- DIRECTIONS
Which bmon input modules does the bmon article say can be used without root access?

- EXCERPT TO READ
--- --- ---

Introduction – Bmon Linux command for network bandwidth monitoring
Do you need a Linux command for network bandwidth monitoring? This article explains how bmon enables you to easily monitor your network bandwidth usage. Monitoring your network bandwidth can tell you what kind of network speeds you are getting. As a result you might find an application or service consuming a large amount of bandwidth. Bmon is simple and easy to install. I use bmon because it does not require root access. For example some other tools like
iftop use libpcap which requires elevated access to get the input data. Bmon’s input modules, specifically netlink and proc can be used without root access.
Bmon – See your bandwidth usage in a terminal
Bmon is a command line tool. It provides statistics on your network utilization. By default it will display a graph as seen in the screen shot above. Before using bmon you should know which interface you want to monitor. There are multiple ways to see your network interface names. But I prefer the
ip addr command. Run the command as follows:
For example I am interested in my ethernet adapter. But I don’t know the interface name. To figure it out I run
ip addr. I only have one network adapter. And I know lo is the loop back. There
ens3 as seen in the output is my ethernet adapter.

--- --- ---

Coordinate annotation records:
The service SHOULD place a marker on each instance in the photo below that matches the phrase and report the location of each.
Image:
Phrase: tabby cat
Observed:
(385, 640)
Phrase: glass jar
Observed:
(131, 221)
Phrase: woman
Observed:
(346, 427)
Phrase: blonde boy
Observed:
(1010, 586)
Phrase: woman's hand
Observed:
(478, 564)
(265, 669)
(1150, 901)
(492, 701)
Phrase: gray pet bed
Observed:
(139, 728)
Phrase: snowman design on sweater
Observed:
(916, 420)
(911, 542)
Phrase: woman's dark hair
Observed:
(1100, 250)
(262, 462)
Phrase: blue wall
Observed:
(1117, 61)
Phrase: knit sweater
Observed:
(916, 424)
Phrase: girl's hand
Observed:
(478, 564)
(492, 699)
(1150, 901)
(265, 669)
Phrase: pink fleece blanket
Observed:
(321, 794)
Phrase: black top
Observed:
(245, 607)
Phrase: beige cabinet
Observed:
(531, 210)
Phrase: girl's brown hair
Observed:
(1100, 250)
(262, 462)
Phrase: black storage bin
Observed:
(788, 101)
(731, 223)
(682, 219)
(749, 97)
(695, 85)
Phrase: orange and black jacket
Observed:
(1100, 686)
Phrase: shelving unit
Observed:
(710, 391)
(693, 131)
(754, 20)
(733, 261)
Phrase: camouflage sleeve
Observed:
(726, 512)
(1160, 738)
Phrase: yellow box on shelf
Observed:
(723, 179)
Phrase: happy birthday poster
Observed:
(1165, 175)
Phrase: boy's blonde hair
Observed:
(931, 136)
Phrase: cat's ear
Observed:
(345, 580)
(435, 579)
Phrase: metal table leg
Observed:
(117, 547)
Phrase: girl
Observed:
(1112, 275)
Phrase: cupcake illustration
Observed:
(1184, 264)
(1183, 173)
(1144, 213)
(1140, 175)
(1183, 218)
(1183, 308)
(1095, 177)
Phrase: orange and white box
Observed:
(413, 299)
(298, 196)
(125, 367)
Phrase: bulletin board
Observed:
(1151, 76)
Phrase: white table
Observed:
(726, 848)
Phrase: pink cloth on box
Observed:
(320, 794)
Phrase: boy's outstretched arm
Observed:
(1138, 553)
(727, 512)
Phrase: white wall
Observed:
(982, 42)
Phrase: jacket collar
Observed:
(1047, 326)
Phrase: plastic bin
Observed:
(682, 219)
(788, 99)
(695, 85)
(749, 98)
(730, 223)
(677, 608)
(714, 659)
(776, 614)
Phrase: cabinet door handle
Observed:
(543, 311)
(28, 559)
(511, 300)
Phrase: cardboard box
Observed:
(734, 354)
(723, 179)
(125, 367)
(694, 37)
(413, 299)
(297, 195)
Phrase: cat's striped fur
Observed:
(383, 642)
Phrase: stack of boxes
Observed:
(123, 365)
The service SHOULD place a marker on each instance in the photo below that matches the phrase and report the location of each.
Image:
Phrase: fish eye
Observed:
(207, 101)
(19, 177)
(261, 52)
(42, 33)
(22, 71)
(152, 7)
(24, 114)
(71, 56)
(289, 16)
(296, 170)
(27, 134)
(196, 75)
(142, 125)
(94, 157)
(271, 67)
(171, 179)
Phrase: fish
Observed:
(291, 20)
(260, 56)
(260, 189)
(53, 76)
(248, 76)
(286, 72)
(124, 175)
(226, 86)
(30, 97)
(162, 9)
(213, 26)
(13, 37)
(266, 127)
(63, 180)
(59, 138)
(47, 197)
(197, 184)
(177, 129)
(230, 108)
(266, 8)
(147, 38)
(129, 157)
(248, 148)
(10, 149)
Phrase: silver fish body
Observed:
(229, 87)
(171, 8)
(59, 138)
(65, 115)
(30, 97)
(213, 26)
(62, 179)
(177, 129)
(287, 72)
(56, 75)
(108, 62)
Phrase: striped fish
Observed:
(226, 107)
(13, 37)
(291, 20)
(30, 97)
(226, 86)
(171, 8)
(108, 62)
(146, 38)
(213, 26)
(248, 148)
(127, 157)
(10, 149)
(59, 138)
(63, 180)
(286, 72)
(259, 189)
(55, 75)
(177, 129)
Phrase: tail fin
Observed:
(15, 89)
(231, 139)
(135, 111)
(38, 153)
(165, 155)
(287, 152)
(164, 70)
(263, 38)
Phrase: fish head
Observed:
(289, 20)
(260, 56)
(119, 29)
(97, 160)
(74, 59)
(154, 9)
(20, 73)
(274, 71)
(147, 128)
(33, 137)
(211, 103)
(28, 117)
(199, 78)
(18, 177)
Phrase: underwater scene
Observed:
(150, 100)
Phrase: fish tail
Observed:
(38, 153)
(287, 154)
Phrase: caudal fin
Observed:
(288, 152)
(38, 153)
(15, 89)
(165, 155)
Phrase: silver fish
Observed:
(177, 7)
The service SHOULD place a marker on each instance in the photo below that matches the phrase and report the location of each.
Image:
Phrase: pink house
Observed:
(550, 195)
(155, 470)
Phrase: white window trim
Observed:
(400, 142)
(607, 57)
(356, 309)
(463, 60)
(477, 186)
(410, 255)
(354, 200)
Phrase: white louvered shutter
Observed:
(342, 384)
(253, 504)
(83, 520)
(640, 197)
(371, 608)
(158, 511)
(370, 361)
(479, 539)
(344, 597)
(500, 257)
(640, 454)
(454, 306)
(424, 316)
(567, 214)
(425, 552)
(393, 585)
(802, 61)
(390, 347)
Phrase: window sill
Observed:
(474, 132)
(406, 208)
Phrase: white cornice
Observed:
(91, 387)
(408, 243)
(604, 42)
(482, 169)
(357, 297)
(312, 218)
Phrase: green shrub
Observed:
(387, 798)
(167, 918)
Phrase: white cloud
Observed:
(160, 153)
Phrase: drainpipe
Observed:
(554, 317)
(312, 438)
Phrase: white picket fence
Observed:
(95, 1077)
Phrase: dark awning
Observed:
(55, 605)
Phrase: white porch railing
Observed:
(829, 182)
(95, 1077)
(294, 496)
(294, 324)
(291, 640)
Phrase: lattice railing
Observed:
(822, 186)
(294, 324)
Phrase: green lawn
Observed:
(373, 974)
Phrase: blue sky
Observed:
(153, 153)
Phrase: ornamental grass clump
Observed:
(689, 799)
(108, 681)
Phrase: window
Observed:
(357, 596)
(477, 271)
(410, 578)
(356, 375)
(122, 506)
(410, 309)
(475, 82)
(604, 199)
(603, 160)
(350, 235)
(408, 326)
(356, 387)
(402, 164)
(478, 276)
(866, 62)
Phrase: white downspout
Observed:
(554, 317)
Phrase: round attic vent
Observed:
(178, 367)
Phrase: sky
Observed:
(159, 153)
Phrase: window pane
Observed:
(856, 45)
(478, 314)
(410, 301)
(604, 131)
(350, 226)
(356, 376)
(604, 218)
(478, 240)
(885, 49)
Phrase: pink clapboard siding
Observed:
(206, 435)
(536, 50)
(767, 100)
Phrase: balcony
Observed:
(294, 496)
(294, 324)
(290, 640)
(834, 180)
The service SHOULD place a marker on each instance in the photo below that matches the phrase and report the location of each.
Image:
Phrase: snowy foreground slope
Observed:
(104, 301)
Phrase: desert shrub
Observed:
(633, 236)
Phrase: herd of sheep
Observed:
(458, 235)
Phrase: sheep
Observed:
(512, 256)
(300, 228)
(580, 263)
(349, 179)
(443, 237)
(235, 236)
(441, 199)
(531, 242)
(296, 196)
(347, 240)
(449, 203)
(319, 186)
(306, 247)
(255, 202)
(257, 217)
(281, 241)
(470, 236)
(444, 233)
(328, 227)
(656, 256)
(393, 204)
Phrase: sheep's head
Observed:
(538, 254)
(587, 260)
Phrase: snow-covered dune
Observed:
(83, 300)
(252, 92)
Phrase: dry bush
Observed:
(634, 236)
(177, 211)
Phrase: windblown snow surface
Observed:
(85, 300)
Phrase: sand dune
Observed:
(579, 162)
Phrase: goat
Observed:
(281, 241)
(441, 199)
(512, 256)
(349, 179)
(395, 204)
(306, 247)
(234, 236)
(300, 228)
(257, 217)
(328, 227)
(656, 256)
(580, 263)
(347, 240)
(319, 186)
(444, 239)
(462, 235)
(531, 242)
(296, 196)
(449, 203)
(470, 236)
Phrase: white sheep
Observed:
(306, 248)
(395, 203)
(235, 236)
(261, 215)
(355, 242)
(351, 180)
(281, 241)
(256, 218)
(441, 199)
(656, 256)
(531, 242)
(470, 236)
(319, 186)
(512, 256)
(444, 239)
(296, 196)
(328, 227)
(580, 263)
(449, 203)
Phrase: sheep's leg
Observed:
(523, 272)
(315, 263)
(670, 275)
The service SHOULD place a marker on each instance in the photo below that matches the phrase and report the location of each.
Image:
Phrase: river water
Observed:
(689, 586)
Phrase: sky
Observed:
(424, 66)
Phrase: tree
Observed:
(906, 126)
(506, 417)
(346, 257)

--- --- ---

- FINISHED TASK
Netlink and proc.